_PASSAGE TO READ_
## start

6 thoughts on “Community Development Agreements: A New Anticorruption Tool?

  1. Thank you for the post. Adding a third-party beneficiary clause sounds like a great idea and empowers local communities to fight corruption. One implementation hurdle that I could foresee is a weak judicial system in the state. Do you think that courts will be able to fairly adjudicate claims? Do we have any case studies or analogies for these sorts of projects that might provide some insights?

    • Thank you Nino and you are absolutely right. My proposal is broadly optimistic in outlook, after all, I’m suggesting that the World Bank add things to it’s “model” CDA.

      I think it would be difficult to make general statements about judicial systems in these states, but one proposal I suggest is looking into the potential of using existent regional courts like ECOWAS.

      Rick Messick has one example of a relevant case study in the comment below, which I encourage you to read.

  2. The problem with community participation in all its guises is elite capture. An excerpt from an author very sympathetic to, and supportive of, community participation —

    “Active, aware, and effective citizens who can help deliver development and governance gains do not emerge automatically. Yet unless they are in place, new spaces for participation, especially those created from above, will simply be filled with the same elite voices. Building awareness, skills, organizations, and networks that enable more inclusive and empowered forms of participation takes time; but these are critical for longer-term success, and should be recognized, and measured, as intermediate outcomes of broader change.” John Gaventa, “Participation Makes A Difference,” Development Outreach, 13(1): April 2011.

## end

_ENTRIES SUPPLIED_
## start

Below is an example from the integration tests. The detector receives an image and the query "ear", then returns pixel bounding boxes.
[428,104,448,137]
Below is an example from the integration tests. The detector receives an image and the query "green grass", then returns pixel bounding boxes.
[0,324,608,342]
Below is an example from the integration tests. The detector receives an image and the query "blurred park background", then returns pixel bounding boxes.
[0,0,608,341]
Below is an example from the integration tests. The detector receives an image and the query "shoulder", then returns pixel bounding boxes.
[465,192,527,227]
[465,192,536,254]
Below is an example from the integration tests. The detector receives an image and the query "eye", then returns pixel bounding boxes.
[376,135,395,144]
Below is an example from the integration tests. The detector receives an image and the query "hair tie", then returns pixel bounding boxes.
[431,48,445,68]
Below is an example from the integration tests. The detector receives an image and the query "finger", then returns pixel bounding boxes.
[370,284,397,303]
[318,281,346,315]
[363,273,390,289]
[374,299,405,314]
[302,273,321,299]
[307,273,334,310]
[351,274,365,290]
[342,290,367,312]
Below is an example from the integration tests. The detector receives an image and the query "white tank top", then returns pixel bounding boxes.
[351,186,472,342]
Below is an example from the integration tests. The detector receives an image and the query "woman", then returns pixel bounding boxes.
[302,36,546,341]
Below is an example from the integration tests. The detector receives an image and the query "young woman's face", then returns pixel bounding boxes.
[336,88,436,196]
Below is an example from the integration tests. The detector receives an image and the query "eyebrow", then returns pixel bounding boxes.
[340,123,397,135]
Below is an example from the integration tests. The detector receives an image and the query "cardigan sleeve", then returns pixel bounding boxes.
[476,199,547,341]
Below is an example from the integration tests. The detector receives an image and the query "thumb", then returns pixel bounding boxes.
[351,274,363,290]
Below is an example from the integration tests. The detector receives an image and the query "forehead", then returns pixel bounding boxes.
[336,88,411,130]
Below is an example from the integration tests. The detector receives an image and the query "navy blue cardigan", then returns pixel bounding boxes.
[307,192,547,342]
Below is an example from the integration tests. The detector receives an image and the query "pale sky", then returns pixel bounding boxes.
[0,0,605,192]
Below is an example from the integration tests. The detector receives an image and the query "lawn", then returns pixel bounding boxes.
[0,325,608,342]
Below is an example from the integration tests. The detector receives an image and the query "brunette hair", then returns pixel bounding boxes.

## end

_SET TASKS_
A. In the comment thread on community development agreements, what problem with community participation does the second comment identify?
B. Resume the comment thread on community development agreements after its final sentence.

_REPLIES_
A. Elite capture.

B.
    An example of elite capture I am all too aware of comes from the Solomons Islands where logging companies have been known to bribe local elites to “persuade” the community to sign away their rights to timber on community-owned land for a song. The British foresaw the problem and left behind a law at independence that required central government oversight. Foreign resource extraction companies attacked on two fronts. One was to reduce the oversight required. The second has been to pay off the central government overseers sent to assure the minimal safeguards remaining were observed. Ian Fraser, “The Struggle for Control of Solomn Island Forests,” The Contemporary Pacific, Spring 1997; Tarcisius Tara Kabutaulaka, “Global Capital and Local Ownership in Solomon Islands’ Forestry Industry,” in Firth, ed., State, Society and Governance in Melanesia, ANU Press, 2006.

    Disaffected (or defrauded) Solomon Island community members have apparently been able to bring some cases before the (relatively) independent, competent, non-corrupt courts of the Solomons. I say apparently because I am still trying to get to the bottom of the story. But even if in fact that is the case, it still takes some pretty determined dissidents to buck community leaders and sue. The paper on Cambodia land I posted recently gives one a sense of the collective action and financial challenges.

    While giving communities tools they can use to curb abuses in agreements that affect them (of which corruption is one of several) is critical, it is only one of several ways to attack the problem. Another, which I will write about shortly, it to give government overseers more ways to attack the issue.

    Good work on the post. This is an important area that needs a great deal more thinking. Hope you won’t stop here.

    • Thank you! My thinking was that third party anticorruption clauses in CDAs would be worth exploring as a potential tool, but I agree the problem of capture is significant. I would need to do more research, but it’s possible people have developed methods to limit elite capture in the CDA context. Maybe capture is an insurmountable and inevitable hurdle in this area, but when I see the ‘model CDA’s that are put out there, some of their terms seem aspirational to me. And I think we could aspire to putting this tool in the hands of the communities that participate in CDAs.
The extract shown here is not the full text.